> **Travail à faire**
(1) Dans l'extrait ci-dessous sur l'accord de Cotonou, réécrivez sous forme de liste le paragraphe qui commence par « Au-delà même de ce succès politique », en conservant ses faits principaux.
(2) Relevez, dans l'extrait sur l'accord de Cotonou, tous les éléments de la situation actuelle présentés comme justifiant un certain scepticisme.
(3) Poursuivez l'extrait sur l'accord de Cotonou à partir de sa dernière phrase.

> **Extrait de page**

Au-delà même de ce succès politique, l'accord de Cotonou apporte plusieurs améliorations significatives. D'abord, il fait de la bonne gestion des « affaires publiques » un élément essentiel de la convention qui, en cas de manquement, peut conduire à la suspension de tout ou partie de l'aide. Ensuite, le dialogue politique s'élargit pour la première fois à l'immigration, et l'accord inclut une clause de réadmission qui oblige les Etats signataires à réadmettre leurs ressortissants qui se trouvent illégalement sur le territoire d'un Etat membre.
L'assouplissement des méthodes de programmation de l'aide et la possibilité de la réajuster - à la hausse ou à la baisse en fonction des résultats obtenus - représentent également de réelles avancées dans le sens d'une plus grande efficacité.
Enfin, le souci d'impliquer davantage les acteurs du secteur privé dans l'élaboration de la politique de coopération européenne constitue une évolution positive qui devra être confortée. En effet, les procédures en faveur des entreprises demeurent tellement complexes qu'elles dissuadent les opérateurs dont les investissements sont pourtant indispensables aux pays du Sud.
La rationalisation de l'aide communautaire telle qu'elle est prévue par l'accord de Cotonou et l'accord interne conclu par les Quinze ne pourra, quant à elle, être jugée qu'à la lumière de l'expérience. Beaucoup dépendra, en la matière, du résultat de la réforme de l'aide extérieure communautaire, engagée parallèlement par la Commission européenne.
La situation actuelle justifie pour le moins un certain scepticisme : les responsabilités en matière de développement restent éclatées entre trois commissaires, ce qui ne favorise pas une approche rapide et cohérente des problèmes ; la mise en place de la nouvelle structure chargée de la gestion de l'aide, Europaid, nous paraît encore bien opaque et certaines incertitudes demeurent sur le niveau de décaissement des crédits pour l'année 2001.
Mais l'aide en faveur des pays ACP constitue-t-elle encore une priorité pour l'Union européenne ? C'est une question que nous devons sérieusement nous poser. La part de l'aide communautaire consacrée aux pays ACP s'est réduite de moitié au cours de la dernière décennie. La réduction de l'enveloppe du 9e FED n'a pu être évitée qu'au prix du maintien d'un effort contributif supplémentaire de notre part.
Le principal sujet d'inquiétude de notre commission porte cependant sur l'évolution du régime commercial.
La libéralisation des échanges prévus par l'accord de Cotonou est-elle vraiment une perspective réaliste pour des pays dont certains comptent parmi les plus pauvres de la planète ?
Sans doute l'intégration régionale posée comme préalable à la signature des accords de libre-échange avec l'Union européenne représente-t-elle une véritable chance pour le développement des pays ACP. Mais, dans les faits, l'intégration régionale rencontre d'énormes obstacles et il est peu probable que les échéances fixées par Cotonou soient respectées. Dans ces conditions, ne peut-on craindre une banalisation de la relation nouée avec les pays ACP ? Désormais, qu'ils soient ou non signataires de l'accord de Cotonou, les pays les moins avancés, les PMA, bénéficient de la suppression des barrières en faveur de l'ensemble des PMA, décidée par l'Union européenne en 2001 avec l'initiative « tout sauf les armes ».

(Données d'identification de position)
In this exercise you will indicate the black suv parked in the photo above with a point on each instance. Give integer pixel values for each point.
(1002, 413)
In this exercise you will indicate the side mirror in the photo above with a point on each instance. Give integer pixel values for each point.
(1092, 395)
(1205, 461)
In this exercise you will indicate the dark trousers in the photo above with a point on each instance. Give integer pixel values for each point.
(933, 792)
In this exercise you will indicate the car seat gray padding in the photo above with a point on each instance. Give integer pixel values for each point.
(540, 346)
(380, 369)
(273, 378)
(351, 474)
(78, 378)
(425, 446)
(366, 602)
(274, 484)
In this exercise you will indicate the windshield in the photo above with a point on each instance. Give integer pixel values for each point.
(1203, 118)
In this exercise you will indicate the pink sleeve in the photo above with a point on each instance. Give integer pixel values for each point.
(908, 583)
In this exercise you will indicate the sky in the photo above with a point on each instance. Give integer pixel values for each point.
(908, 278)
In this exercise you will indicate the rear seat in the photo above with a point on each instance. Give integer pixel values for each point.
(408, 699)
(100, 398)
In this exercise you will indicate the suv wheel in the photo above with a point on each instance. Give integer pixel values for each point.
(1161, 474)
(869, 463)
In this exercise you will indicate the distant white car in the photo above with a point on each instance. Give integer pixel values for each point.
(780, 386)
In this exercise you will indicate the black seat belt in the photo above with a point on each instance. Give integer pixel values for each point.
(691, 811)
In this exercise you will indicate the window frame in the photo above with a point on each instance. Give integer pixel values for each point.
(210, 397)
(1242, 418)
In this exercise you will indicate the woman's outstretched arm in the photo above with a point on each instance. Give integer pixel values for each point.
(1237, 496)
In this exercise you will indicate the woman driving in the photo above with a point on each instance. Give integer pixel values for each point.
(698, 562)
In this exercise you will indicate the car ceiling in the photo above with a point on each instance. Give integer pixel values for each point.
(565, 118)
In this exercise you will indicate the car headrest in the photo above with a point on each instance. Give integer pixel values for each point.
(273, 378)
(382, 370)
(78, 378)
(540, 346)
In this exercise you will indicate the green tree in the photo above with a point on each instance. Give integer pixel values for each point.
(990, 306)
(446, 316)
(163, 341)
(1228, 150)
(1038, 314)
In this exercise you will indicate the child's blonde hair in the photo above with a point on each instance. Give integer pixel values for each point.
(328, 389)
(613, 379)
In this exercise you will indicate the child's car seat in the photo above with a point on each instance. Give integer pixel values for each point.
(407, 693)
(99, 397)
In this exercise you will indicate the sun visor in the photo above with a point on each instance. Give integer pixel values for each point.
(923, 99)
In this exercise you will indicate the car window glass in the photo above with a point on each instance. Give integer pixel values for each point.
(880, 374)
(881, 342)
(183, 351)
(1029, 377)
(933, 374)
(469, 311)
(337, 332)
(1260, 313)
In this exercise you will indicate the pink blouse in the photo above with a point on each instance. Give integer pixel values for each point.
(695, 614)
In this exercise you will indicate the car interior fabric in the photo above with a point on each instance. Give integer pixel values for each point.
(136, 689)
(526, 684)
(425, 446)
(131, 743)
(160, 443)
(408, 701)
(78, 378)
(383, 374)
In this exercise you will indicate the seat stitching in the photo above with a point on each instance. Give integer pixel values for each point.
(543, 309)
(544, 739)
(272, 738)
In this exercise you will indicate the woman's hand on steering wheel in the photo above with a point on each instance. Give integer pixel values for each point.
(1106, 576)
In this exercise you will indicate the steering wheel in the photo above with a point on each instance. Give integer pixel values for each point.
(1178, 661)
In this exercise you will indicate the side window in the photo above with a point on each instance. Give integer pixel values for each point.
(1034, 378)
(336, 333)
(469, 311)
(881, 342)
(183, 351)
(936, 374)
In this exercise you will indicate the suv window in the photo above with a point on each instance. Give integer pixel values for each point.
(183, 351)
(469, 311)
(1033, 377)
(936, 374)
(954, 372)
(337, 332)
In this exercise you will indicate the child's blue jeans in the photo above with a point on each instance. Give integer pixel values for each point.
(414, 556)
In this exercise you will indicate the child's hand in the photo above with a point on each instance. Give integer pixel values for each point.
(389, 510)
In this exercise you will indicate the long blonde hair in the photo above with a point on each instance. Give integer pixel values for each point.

> **Réponses par tâche**
(1)
- La bonne gestion des affaires publiques devient un élément essentiel de la convention. Un manquement peut entraîner la suspension de tout ou partie de l'aide.
- Le dialogue politique s'élargit pour la première fois à l'immigration.
- Une clause de réadmission oblige les États signataires à réadmettre leurs ressortissants qui se trouvent illégalement sur le territoire d'un État membre.

(2)
- Les responsabilités en matière de développement restent éclatées entre trois commissaires.
- La mise en place d'Europaid, la nouvelle structure chargée de la gestion de l'aide, paraît encore bien opaque.
- Des incertitudes demeurent sur le niveau de décaissement des crédits pour l'année 2001.

(3)
Quant aux Etats ACP qui n'appartiennent pas à la catégorie des PMA, ils se verront vraisemblablement appliquer le système de préférences généralisées de l'Union européenne nettement moins avantageux que le système actuel de Lomé dans la mesure où il ne couvre pas les produits agricoles et présente par ailleurs un caractère unilatéral contradictoire avec le principe de parte-nariat.
Incontestablement, le régime commercial représente un peu le talon d'Achille du nouvel accord. Aussi, dans les années qui viennent, l'effort devra-t-il porter de manière prioritaire sur le renforcement effectif de l'intégration régionale, ainsi que sur les moyens de mieux conjuguer l'action de l'Union européenne et des pays ACP dans le cadre de l'OMC, afin de peser davantage sur le cours des négociations commerciales.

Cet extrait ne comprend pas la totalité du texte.